Given text =
حضرت عارف بالله حاجى دوست محمد قندهارى نقشبندى
مكتوبات
Letter 16 from the Maktubat of Haji Dost Muhammad Qandahari
Letter no. 16 from the Maktūbāt of Hazrat Khwaja Hājī Dost Muhammad Qandahāri Naqshbandi Mujaddidi, may Allah sanctify his soul.
Written to Khalifa Sher Muhammad Kulāchvi, about following the noble Shariah, and that the practice upon knowledge is necessary.
In the name of Allah, the most Compassionate, the most Merciful.
All praise is to Allah who gave rise to the sun of Muhammadan Prophethood in the eternal orbit, and …..
My brother, my dear, my elder Molvi Sher Muhammad sāhib, may Allah the Exalted preserve him in Deen and Dunya, and may Allah the Exalted make him lover for His Being.
From the humble faqeer, naught, Dost Muhammad alias Hājī, Allah be the substitute of everything for him.
After the Salām, Sunnah of the Best of creations, it be clear that Al-Hamd-u-Lillah (all praise is for Allah) [this] faqeer along with all associates is in good health until the 7th [day] of Rabi al-Awwal. May Allah keep you protected as well and bestow upon you persistence and consistency on the Muhammadan Shariah. The request is that my brother! always be engaged in the Zikr (remembrance) of Haqq (God, lit. Truth), and remain mindful of Him. So much that ignorance from that Holy Excellency should not come even for a single moment. Because except this way, there is no other choice for the seekers of Haqq (God). You should strive hard in spreading the noble Nisbah (cognation) of the masters of the exalted Naqshbandi tariqa. Because the present time is the time of closeness to the Judgement-Day, and that of sedition and corruption. Know that it is exactly by the will of Allah the Exalted. The chief of the world [Prophet Muhammad], may Allah’s mercy be on him, says:
(Translation:) “One who makes the servants of Allah dear to Allah, Allah will make him dearer to His servants. And the one who made my Sunnah alive after it had died (became out of practice), for him is the reward of a hundred martyrs”.
The condition of Ijāzah (authorization), that is, the condition for propagation of the noble tariqa of Sufis is that:
Full persistence be achieved, externally and internally, upon the purified Mustafavi Shariah, on whose owner be peace and blessings. To the extent that there should not be even a bit of crossing the limits of Shariah, whenever possible.
Specially, offer the five prayers in congregation [and] in first time, and be engaged in Zikr and Muraqibah (meditation) all the time.

Goal A = Can you format the records as a Markdown table with the columns "No." and "Record line", starting with the line containing "point: gravel ground" and going through the line containing "column 169, row 157"? Number each row, include only those lines, and leave out any blank ones.
The letter above has no connection to the records that come after it.

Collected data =

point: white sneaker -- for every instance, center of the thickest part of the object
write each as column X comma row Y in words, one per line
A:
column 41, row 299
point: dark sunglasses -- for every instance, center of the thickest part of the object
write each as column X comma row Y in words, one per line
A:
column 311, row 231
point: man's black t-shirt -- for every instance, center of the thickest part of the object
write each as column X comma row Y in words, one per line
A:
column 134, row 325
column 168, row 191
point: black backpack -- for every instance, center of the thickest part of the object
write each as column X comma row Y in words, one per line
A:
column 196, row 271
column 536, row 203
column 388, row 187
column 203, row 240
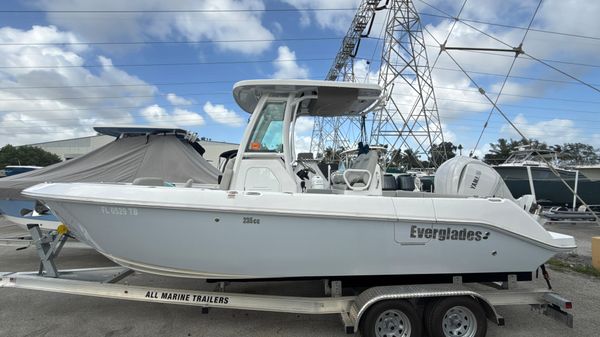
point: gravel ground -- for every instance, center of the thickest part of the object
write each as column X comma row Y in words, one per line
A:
column 32, row 313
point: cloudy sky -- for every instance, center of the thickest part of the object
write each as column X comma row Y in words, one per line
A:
column 67, row 65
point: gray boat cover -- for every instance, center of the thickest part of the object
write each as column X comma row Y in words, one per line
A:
column 169, row 157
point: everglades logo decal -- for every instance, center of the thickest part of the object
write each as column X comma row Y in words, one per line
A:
column 448, row 233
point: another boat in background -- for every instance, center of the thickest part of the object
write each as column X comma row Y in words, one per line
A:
column 530, row 171
column 262, row 222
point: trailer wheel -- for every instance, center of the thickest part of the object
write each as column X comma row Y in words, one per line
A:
column 456, row 316
column 391, row 319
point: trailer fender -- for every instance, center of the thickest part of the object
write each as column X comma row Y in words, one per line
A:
column 367, row 298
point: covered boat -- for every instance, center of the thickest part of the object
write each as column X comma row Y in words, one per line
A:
column 137, row 151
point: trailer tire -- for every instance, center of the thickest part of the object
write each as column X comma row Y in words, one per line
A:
column 456, row 316
column 392, row 318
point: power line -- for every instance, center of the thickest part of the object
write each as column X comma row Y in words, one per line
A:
column 110, row 97
column 545, row 31
column 124, row 65
column 167, row 11
column 165, row 42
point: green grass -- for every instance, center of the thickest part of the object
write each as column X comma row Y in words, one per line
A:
column 561, row 265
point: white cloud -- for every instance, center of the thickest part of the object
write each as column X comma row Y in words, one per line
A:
column 220, row 114
column 176, row 100
column 337, row 20
column 302, row 144
column 157, row 115
column 187, row 118
column 286, row 65
column 553, row 131
column 304, row 124
column 60, row 98
column 189, row 26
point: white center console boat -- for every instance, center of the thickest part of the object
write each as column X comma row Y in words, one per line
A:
column 263, row 222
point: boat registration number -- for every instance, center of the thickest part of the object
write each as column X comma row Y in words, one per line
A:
column 119, row 211
column 249, row 219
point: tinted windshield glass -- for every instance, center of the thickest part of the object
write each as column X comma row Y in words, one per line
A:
column 267, row 135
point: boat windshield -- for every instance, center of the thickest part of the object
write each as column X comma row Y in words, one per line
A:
column 267, row 135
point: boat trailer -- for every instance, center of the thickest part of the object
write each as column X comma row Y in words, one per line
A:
column 384, row 310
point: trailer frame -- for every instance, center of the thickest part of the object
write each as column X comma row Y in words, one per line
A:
column 104, row 283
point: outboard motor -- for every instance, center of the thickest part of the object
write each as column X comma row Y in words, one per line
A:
column 471, row 177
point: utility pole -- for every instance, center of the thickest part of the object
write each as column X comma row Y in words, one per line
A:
column 409, row 117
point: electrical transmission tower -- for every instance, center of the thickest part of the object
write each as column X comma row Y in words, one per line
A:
column 408, row 119
column 343, row 132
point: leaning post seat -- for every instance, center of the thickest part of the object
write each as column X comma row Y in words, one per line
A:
column 360, row 173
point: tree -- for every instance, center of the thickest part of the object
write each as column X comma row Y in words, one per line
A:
column 580, row 154
column 26, row 155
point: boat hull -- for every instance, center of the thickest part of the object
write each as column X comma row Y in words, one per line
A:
column 11, row 210
column 253, row 242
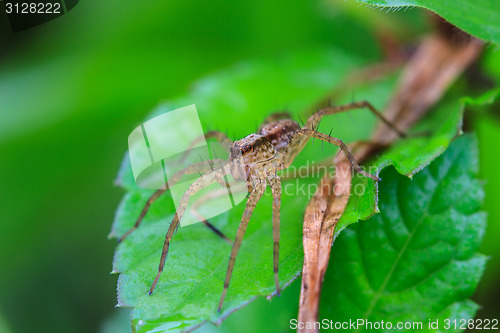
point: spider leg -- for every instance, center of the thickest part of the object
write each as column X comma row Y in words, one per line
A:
column 341, row 145
column 175, row 178
column 275, row 184
column 199, row 184
column 274, row 117
column 316, row 117
column 259, row 187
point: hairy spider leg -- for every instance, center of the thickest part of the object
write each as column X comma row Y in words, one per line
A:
column 341, row 145
column 202, row 182
column 300, row 139
column 259, row 186
column 316, row 117
column 275, row 184
column 274, row 117
column 194, row 168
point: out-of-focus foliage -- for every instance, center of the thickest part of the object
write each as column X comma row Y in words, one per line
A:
column 72, row 90
column 188, row 291
column 477, row 17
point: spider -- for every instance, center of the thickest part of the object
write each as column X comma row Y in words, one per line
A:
column 255, row 160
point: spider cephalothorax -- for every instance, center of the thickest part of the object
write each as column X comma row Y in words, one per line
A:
column 280, row 132
column 256, row 159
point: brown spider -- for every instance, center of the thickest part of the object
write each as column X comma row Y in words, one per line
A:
column 256, row 159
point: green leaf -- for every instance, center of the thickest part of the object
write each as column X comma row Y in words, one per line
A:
column 416, row 260
column 477, row 17
column 189, row 289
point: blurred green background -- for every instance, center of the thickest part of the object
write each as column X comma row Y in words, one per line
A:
column 71, row 90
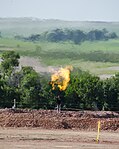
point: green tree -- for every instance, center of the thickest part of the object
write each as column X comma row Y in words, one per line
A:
column 85, row 90
column 30, row 88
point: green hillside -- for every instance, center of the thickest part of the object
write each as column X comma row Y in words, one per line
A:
column 100, row 57
column 10, row 27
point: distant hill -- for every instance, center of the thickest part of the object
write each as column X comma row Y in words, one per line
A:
column 10, row 27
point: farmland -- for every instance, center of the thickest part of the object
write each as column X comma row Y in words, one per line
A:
column 101, row 57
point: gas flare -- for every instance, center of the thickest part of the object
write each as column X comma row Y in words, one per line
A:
column 61, row 78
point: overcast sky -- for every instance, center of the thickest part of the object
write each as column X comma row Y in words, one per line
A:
column 82, row 10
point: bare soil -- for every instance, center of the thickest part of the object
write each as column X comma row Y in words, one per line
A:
column 36, row 138
column 47, row 129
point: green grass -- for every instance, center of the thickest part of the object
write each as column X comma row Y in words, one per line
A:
column 87, row 56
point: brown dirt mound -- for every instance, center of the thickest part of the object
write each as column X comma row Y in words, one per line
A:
column 50, row 119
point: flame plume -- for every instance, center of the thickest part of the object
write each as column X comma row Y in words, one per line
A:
column 61, row 78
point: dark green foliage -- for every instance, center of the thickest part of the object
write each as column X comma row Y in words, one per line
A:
column 85, row 89
column 31, row 90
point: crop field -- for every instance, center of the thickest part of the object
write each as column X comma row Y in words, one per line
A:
column 100, row 58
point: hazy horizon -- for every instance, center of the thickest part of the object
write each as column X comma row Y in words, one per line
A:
column 66, row 10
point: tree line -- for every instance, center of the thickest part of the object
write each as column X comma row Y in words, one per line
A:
column 77, row 36
column 33, row 90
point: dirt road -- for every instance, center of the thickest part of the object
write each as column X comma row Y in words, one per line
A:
column 35, row 138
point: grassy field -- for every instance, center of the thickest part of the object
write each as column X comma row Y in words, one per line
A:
column 97, row 57
column 26, row 26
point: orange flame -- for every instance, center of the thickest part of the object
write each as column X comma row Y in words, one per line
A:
column 61, row 78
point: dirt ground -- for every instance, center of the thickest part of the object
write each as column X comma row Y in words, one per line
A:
column 36, row 138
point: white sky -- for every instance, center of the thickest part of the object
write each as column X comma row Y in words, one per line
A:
column 82, row 10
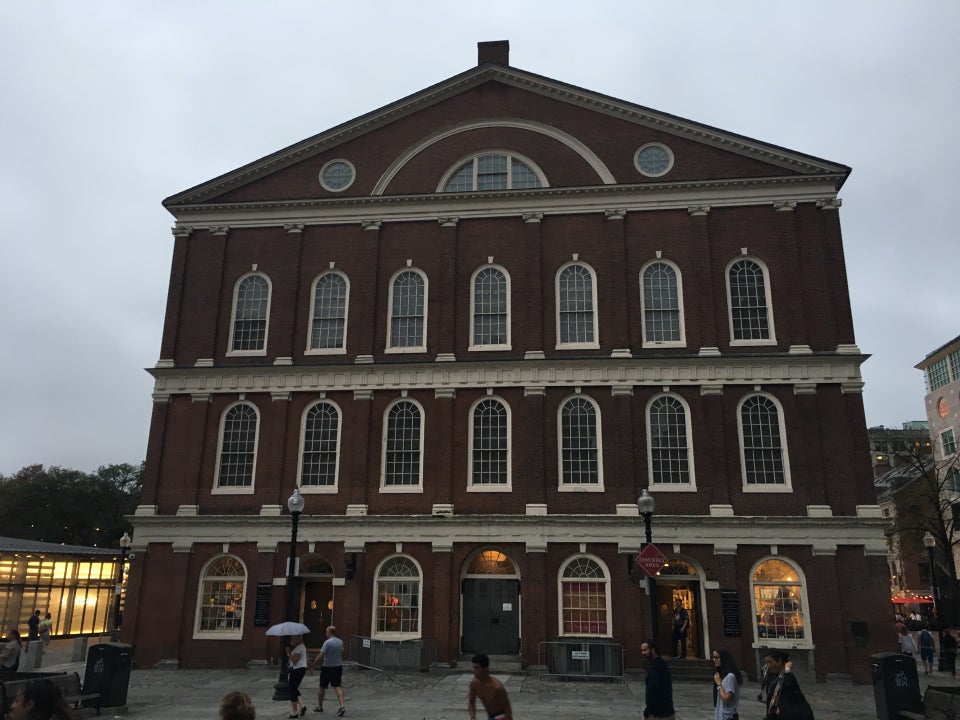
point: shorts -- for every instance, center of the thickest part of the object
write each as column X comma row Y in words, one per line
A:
column 330, row 676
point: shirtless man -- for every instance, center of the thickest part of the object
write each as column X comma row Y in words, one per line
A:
column 491, row 692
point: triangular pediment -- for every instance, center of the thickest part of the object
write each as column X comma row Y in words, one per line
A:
column 495, row 105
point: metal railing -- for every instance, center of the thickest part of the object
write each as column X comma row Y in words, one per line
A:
column 581, row 659
column 375, row 654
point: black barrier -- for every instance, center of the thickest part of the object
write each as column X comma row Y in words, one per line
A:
column 896, row 686
column 108, row 672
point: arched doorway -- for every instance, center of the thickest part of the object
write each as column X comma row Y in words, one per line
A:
column 490, row 602
column 680, row 580
column 316, row 577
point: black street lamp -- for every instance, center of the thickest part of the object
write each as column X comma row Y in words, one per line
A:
column 125, row 543
column 646, row 505
column 295, row 505
column 930, row 542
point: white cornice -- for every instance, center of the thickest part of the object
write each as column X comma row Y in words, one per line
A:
column 612, row 373
column 536, row 530
column 555, row 201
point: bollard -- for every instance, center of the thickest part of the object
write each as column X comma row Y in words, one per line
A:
column 79, row 650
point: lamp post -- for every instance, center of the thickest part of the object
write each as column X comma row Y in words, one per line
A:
column 930, row 542
column 646, row 505
column 125, row 543
column 295, row 505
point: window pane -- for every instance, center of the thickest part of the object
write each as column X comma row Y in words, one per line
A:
column 250, row 313
column 748, row 302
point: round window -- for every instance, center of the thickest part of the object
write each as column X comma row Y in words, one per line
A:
column 337, row 175
column 653, row 160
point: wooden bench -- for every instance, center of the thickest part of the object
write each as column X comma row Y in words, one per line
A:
column 937, row 705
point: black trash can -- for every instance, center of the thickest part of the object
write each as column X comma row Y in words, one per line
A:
column 108, row 672
column 896, row 686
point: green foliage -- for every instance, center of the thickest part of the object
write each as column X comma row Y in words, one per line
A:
column 60, row 505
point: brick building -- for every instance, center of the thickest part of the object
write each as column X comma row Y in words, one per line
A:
column 471, row 326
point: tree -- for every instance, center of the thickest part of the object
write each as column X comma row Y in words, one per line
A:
column 928, row 504
column 61, row 505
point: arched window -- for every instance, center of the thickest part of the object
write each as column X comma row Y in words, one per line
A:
column 238, row 448
column 251, row 308
column 779, row 600
column 408, row 312
column 320, row 441
column 576, row 300
column 584, row 598
column 662, row 304
column 579, row 442
column 328, row 317
column 402, row 446
column 490, row 301
column 669, row 442
column 751, row 313
column 763, row 444
column 493, row 171
column 220, row 601
column 490, row 445
column 398, row 599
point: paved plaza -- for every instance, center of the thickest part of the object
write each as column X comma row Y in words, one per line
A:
column 372, row 695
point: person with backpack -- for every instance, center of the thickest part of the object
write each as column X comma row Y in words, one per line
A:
column 926, row 649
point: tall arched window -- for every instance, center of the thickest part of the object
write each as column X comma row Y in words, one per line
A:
column 779, row 601
column 328, row 316
column 398, row 600
column 490, row 445
column 493, row 171
column 403, row 446
column 662, row 304
column 579, row 443
column 763, row 444
column 236, row 462
column 408, row 312
column 669, row 445
column 490, row 303
column 576, row 303
column 251, row 309
column 320, row 441
column 220, row 601
column 584, row 598
column 751, row 313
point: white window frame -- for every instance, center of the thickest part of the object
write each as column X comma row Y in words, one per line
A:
column 595, row 343
column 232, row 634
column 768, row 292
column 488, row 487
column 510, row 154
column 690, row 486
column 806, row 642
column 313, row 309
column 384, row 488
column 579, row 487
column 236, row 489
column 233, row 317
column 607, row 592
column 682, row 342
column 426, row 297
column 474, row 346
column 319, row 489
column 787, row 486
column 387, row 635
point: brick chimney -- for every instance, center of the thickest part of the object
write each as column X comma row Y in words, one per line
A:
column 497, row 51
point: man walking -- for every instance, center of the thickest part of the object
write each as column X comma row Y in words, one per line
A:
column 659, row 695
column 330, row 659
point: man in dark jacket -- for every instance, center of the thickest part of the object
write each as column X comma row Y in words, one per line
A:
column 659, row 696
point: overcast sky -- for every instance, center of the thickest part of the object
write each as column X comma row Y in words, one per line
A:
column 109, row 107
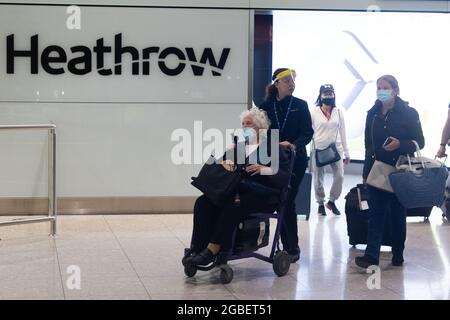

Goal B = Could you pick up the letter on following the Shariah and keep writing it from the point where it stops?

Final answer A =
| No. | Record line |
|---|---|
| 1 | point: gravel ground -- for every instance, center of the thickest part of the object |
| 2 | write each as column X comma row Y in words, one per line |
| 3 | A: |
| 4 | column 32, row 313 |
| 5 | point: cloudy sky -- for every instance, center of the thickest part of the object |
| 6 | write each as column X comma row Y in words, one per line |
| 7 | A: |
| 8 | column 67, row 65 |
| 9 | point: gray boat cover -- for every instance, center of the thickest part of the object |
| 10 | write each as column X comma row Y in words, one per line |
| 11 | A: |
| 12 | column 169, row 157 |

Final answer B =
Talk less, eat less, and interact less with the people.
Attribute yourself with Repentance, Patience, Reliance, Contentment, Asceticism, Gratitude, Acceptance, Satisfaction and Fear.
Do not consider the Kashf and Karāmāt (miraculous visions and powers) as the commons do.
Remain hopeless from your self and Māsiwā (everything other than Allah).
Consider the poverty and hunger as great favors.
Do not have any kind of greed in the possessions of [your] disciples.
Do not be eager to [acquire] popularity or rejection by the creations (people).
Run away from the wealth and the wealthy.
Avoid doing backbiting and condemnation of people; do not contest them neither joke with them; overlook their slips.
Do not be unafraid of the evils of Nafs (lower self) and the cursed Satan until the last breath.
Consider yourself naught among all the creations.
Do not be distressed in the search for food and livelihood. Because anything that is destined will necessarily reach you from Allah the Exalted.
Do not take the knowledge and practice and useless flawed talks a medium for the creations and for acquiring Dunya (earthly concerns), like the commons and the non-practicing scholars [do].
Likewise, know that the religious and worldly bliss lies in the knowledge and the practice, provided that these two are only for [seeking] the pleasure of Allah the Exalted, and are in complete conformance with [the teachings of] the beloved of God Muhammad the Chosen, peace be upon him. If a person be a scholar of the sayings and practices and beliefs of (سبدنا محمد صلى الله عليه وسلم, yet does not practice [according to them], is not a scholar in true sense. As comes in a Hadith:
(Translation:) “Hazrat Abi Darda’ relates from the Chief of the World, peace be upon him, that he said: a person who does not act upon his knowledge is not a scholar”.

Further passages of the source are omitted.